• **GIVEN INSTRUCTION**
Reproduce verbatim the final portion of the material below, from the line containing "the green lawn" through its last line, and nothing else.

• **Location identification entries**
* START *

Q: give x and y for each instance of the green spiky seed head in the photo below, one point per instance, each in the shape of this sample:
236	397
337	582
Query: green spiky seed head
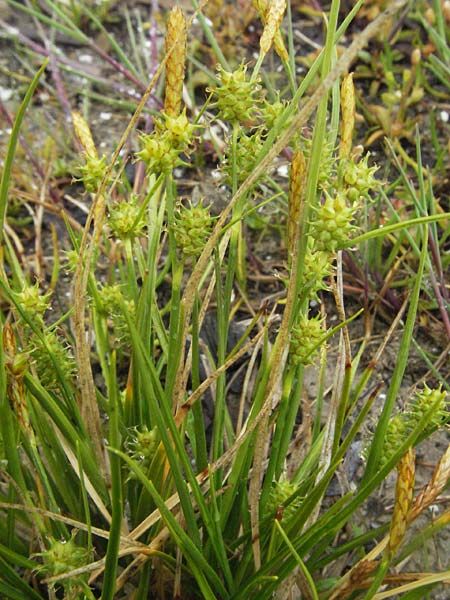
61	557
126	220
32	301
143	443
92	172
236	98
192	228
317	267
280	493
162	148
359	178
305	340
46	353
332	226
422	403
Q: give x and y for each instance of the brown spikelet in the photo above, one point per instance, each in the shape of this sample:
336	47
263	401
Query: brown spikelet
273	19
348	115
357	579
434	487
175	47
403	497
297	179
84	134
278	43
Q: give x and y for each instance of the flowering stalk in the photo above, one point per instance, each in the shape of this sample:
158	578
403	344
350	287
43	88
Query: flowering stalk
348	116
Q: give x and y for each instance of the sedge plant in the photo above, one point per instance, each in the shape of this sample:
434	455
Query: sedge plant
112	477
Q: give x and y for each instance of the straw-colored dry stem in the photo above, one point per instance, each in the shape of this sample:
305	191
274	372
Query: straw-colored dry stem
272	16
403	497
435	486
176	61
297	181
84	134
348	116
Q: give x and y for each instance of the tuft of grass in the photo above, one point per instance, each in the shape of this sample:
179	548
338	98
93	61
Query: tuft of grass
158	435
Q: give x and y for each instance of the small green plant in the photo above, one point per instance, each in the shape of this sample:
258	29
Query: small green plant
154	444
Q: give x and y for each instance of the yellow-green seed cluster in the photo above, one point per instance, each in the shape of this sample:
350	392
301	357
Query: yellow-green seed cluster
126	220
192	228
236	98
333	222
305	340
162	148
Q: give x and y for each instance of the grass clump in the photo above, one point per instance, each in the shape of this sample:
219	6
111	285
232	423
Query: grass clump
157	438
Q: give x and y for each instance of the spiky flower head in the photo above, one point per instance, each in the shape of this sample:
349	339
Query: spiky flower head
61	557
235	97
317	267
143	443
305	339
423	401
92	172
280	493
333	226
359	178
113	304
52	359
192	228
32	302
162	148
126	219
430	402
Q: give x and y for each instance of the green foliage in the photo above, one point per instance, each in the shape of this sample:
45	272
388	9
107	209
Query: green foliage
154	443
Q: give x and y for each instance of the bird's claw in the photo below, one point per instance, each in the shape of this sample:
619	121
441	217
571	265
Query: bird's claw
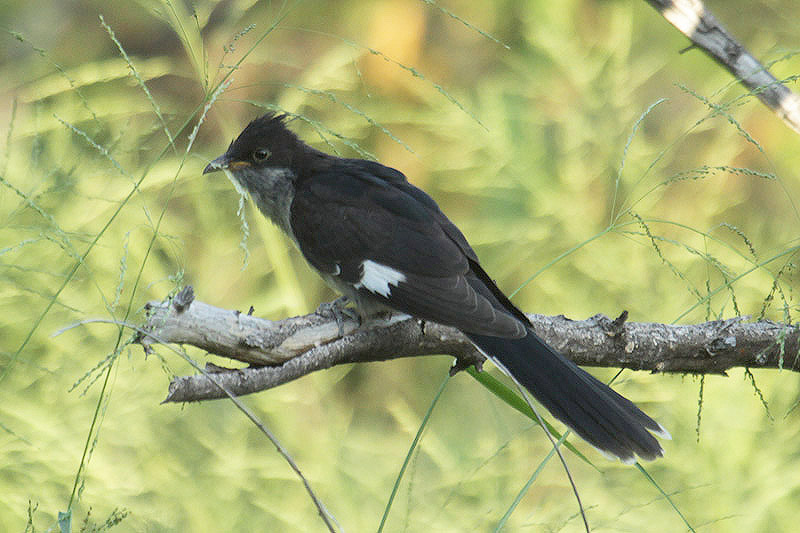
339	311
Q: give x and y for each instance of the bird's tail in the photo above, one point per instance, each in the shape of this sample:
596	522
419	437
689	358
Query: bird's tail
604	418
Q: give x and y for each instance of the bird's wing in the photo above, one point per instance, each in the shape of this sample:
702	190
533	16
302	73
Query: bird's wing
390	242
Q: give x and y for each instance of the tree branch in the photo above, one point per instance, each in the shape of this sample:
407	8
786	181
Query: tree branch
705	31
288	349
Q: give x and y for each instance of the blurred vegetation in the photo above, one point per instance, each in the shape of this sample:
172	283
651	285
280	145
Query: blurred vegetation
593	167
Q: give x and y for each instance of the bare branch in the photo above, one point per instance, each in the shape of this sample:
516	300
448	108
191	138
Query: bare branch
705	31
300	345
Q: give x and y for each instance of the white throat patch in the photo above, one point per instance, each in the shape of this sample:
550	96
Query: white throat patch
376	278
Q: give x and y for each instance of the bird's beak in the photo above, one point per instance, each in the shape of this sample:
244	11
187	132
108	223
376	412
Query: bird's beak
219	163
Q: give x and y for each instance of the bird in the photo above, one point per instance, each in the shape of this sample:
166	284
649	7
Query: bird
387	247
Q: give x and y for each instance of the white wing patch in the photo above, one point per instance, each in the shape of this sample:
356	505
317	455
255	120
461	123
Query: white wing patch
376	278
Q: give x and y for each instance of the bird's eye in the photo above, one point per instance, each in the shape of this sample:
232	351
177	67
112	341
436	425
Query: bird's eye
261	154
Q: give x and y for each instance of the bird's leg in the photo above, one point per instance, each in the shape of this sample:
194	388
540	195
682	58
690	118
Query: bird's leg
339	311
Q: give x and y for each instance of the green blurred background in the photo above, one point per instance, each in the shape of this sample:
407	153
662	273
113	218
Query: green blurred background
515	116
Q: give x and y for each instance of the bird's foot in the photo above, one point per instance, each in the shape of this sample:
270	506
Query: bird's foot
339	311
463	362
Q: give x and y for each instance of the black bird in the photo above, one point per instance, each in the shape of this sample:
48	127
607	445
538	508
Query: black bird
385	245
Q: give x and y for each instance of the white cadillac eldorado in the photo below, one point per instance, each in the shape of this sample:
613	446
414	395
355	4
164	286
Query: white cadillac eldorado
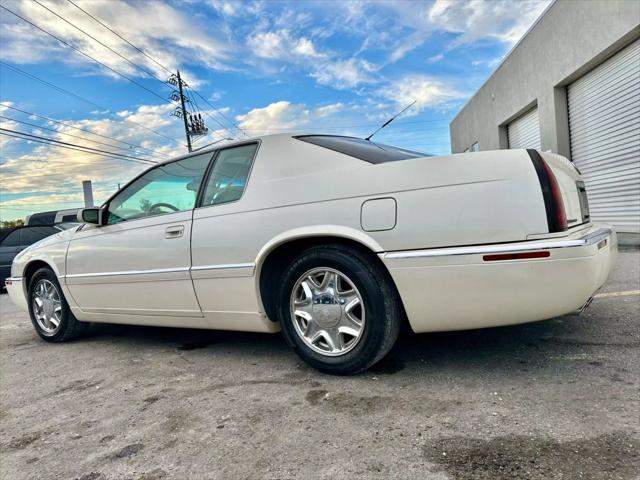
336	241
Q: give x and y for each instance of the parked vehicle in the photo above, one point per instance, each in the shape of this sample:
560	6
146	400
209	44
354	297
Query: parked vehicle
17	239
53	217
334	240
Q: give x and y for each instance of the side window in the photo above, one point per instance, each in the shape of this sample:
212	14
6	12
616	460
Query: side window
229	175
34	234
169	188
11	240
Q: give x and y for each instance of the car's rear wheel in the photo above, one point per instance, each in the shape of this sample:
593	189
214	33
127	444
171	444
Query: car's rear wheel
49	310
339	309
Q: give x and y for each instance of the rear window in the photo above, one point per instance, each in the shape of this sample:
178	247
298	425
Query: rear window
363	149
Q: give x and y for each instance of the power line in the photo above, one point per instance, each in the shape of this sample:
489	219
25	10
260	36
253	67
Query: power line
121	37
165	68
71	146
33	77
64	42
49	84
221	114
77	128
148	72
62	133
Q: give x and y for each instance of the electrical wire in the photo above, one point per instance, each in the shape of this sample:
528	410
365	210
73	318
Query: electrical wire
122	38
145	70
63	133
217	111
72	146
78	128
64	42
101	107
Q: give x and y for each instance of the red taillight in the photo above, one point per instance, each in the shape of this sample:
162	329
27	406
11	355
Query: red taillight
553	203
515	256
559	212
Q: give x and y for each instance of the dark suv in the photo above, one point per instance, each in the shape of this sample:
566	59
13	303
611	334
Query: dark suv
20	238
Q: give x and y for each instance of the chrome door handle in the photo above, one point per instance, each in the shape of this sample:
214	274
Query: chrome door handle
175	231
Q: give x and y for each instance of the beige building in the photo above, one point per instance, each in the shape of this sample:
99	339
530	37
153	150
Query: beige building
571	86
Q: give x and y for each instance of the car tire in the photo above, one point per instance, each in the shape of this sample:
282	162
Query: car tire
342	324
49	310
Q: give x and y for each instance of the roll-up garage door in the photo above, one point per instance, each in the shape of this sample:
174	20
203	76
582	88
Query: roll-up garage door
524	131
604	124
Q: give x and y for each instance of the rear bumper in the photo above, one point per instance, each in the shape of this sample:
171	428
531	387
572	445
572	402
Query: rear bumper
461	288
17	293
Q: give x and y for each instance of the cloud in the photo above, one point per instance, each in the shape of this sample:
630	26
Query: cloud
164	32
51	171
343	74
283	115
425	90
480	19
281	45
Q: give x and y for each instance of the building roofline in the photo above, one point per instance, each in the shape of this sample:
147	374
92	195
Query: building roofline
508	54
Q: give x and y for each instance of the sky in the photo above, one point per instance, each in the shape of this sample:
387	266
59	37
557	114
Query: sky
252	68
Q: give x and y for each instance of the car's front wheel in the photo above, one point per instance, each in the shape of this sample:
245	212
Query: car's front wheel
338	308
49	310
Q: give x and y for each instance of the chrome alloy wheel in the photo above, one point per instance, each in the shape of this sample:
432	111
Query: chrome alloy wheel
327	311
47	307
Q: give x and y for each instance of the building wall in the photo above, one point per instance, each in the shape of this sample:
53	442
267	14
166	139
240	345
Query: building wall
571	38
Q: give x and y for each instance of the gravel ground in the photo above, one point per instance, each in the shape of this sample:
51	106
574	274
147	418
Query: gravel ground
548	400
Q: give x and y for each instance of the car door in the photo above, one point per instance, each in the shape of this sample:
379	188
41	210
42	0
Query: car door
9	248
222	274
138	262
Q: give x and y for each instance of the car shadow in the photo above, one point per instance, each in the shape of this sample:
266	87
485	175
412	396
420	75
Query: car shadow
530	345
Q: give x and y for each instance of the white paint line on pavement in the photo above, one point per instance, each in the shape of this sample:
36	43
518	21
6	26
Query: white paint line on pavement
617	294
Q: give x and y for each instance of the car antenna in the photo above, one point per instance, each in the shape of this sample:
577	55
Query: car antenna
368	139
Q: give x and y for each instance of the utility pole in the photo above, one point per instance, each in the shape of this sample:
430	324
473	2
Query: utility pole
193	124
184	113
88	193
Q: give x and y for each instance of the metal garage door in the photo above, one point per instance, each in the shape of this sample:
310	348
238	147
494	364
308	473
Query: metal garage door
524	132
604	123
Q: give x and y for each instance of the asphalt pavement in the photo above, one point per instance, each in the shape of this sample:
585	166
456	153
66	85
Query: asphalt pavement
557	399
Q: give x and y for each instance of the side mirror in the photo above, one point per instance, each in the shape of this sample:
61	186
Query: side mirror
89	215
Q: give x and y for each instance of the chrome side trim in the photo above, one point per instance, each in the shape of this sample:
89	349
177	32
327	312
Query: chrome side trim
223	266
129	272
586	240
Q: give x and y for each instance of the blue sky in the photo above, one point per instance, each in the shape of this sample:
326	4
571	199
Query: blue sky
263	66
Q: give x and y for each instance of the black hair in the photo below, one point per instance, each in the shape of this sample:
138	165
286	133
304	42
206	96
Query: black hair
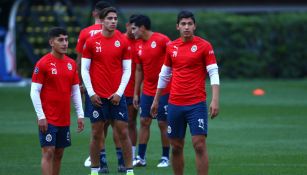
102	5
56	31
106	11
185	14
141	20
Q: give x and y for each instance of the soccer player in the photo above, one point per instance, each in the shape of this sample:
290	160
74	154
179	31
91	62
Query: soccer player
106	69
54	83
151	51
129	92
83	36
187	60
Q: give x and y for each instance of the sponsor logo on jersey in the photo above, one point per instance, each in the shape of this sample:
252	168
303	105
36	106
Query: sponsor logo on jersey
95	114
68	136
36	70
69	66
194	48
153	44
54	71
169	129
48	138
117	43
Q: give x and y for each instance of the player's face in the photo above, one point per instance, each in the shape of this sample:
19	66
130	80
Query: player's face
110	21
129	30
186	27
59	44
136	31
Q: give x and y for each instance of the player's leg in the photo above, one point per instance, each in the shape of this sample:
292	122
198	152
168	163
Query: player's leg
119	115
47	160
162	122
57	159
47	142
132	115
144	135
197	118
62	141
118	147
176	133
97	135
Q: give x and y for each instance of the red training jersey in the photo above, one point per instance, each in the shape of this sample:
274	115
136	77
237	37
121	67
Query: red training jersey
106	54
129	91
57	77
188	61
151	54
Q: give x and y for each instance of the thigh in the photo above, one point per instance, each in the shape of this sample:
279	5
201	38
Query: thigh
197	118
176	122
99	113
63	138
162	109
120	111
49	137
146	102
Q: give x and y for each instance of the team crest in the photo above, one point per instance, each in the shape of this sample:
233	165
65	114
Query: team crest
69	66
54	71
36	70
194	48
153	44
48	138
117	43
169	129
95	114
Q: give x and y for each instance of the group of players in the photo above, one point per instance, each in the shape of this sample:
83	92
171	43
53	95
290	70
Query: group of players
113	66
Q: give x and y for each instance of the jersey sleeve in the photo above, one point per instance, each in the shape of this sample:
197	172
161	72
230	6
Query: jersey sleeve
81	42
127	50
209	57
168	59
87	53
38	75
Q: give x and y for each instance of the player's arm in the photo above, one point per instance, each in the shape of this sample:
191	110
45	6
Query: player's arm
212	70
164	79
77	101
139	75
115	98
85	73
37	103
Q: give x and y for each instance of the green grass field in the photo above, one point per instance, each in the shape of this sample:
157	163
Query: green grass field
263	135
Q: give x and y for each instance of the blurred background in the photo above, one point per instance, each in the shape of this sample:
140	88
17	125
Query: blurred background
252	39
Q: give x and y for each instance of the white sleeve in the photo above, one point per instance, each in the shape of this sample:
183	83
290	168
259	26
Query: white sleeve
125	77
77	101
164	76
213	72
85	73
36	100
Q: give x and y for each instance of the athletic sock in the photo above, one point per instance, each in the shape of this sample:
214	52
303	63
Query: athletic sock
120	157
165	152
142	150
103	158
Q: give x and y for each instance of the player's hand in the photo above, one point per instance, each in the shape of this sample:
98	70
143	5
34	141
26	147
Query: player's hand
96	101
114	98
136	101
43	125
154	109
80	125
213	109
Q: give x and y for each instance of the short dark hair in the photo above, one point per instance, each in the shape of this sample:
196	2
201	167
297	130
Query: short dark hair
185	14
106	11
102	5
141	20
56	31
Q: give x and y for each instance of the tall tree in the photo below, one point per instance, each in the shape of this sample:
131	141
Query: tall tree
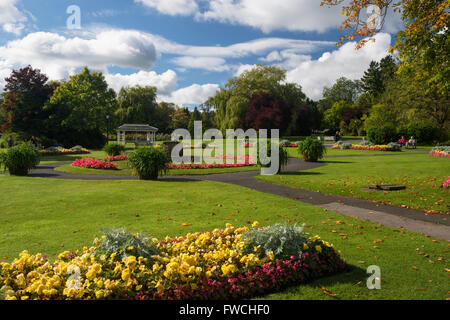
78	109
342	90
195	116
137	105
26	92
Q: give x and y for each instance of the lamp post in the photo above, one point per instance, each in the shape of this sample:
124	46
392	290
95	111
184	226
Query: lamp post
107	127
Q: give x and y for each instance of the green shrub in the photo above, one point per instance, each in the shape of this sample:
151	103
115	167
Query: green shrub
283	156
284	240
423	133
382	134
125	244
114	149
312	149
19	160
148	162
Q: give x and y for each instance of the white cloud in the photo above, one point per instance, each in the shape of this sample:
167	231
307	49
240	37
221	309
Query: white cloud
269	15
243	68
172	7
314	75
194	94
11	19
165	82
206	63
59	56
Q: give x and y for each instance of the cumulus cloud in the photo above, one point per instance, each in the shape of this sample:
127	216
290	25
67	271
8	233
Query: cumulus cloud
172	7
59	56
165	82
194	94
314	75
206	63
11	19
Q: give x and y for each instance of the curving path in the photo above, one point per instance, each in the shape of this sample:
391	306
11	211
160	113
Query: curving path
436	225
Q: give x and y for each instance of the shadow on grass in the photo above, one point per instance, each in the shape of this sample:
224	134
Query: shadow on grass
354	275
300	173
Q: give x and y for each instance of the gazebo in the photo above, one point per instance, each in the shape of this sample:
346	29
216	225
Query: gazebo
136	128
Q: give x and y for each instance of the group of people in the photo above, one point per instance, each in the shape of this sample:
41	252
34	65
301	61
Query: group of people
410	143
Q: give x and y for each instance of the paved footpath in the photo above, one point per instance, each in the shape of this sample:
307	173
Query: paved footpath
435	225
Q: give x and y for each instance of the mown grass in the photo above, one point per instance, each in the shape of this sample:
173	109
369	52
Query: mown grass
421	174
51	216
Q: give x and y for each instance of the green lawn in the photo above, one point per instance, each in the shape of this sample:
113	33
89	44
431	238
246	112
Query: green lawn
421	174
51	216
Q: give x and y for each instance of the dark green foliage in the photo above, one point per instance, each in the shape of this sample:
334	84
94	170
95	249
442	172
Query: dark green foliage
312	149
283	155
19	160
422	132
125	244
382	134
114	149
148	162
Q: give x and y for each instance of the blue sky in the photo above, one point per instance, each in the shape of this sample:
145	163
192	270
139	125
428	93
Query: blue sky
188	49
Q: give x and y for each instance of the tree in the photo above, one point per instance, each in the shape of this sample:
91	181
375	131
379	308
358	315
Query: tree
180	119
26	91
424	40
266	112
195	116
232	102
162	117
78	109
333	116
342	90
378	75
137	105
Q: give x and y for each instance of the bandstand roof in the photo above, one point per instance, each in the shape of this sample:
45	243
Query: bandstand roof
137	128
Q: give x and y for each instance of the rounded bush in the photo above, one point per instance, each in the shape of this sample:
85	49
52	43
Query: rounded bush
382	134
149	162
266	155
114	149
312	149
19	160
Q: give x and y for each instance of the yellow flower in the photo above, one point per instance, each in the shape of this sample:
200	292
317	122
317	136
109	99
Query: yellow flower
99	294
125	274
130	262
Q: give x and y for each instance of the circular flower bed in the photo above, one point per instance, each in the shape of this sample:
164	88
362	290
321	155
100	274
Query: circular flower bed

* END *

• **THE RESPONSE**
Q: give x and y for each instance of the green lawn in the photo above, one point per instance, each in the shape of this sample:
113	33
89	44
431	238
246	112
Query: green lawn
421	174
51	216
Q: give x and y for each instance of the dark green foliage in the photo above, one point per instance, each in the shape of this sample:
334	84
94	170
95	249
442	172
Query: dark green foliage
312	149
283	155
19	160
422	132
125	244
382	134
114	149
148	162
Q: give x and y for each instance of the blue sky in the photo above, one point per instance, each in the shape of this sample:
145	163
192	270
139	125
428	93
Query: blue sky
188	49
Q: give x and y for each instance of the tree in the photo above, one point per instance, each in the shape of this sample:
91	181
375	131
379	308
358	315
Query: tree
180	119
26	91
424	40
266	112
195	116
232	102
162	117
78	109
333	116
342	90
378	75
137	105
Q: give x and y for each instance of the bandstand roof in the photo above, one point per instance, each in the shape of this sample:
45	243
Query: bandstand roof
137	128
Q: give x and y for each instance of the rounded bush in the photo above, one point per instance, each in the shape of this sample:
85	49
52	43
Query: rounded bush
382	134
149	162
266	155
114	149
312	149
19	160
Q: give x and y for each instance of the yellow flower in the photo above, one point per instance, each in the shape of this sample:
200	292
317	122
317	136
109	99
Query: yellow flower
99	294
125	274
130	262
Q: give x and y for each instance of the circular flower bed in the photo above, one point per instance, each in the shape of this sample:
164	88
362	290
321	155
100	274
Query: circular flower bed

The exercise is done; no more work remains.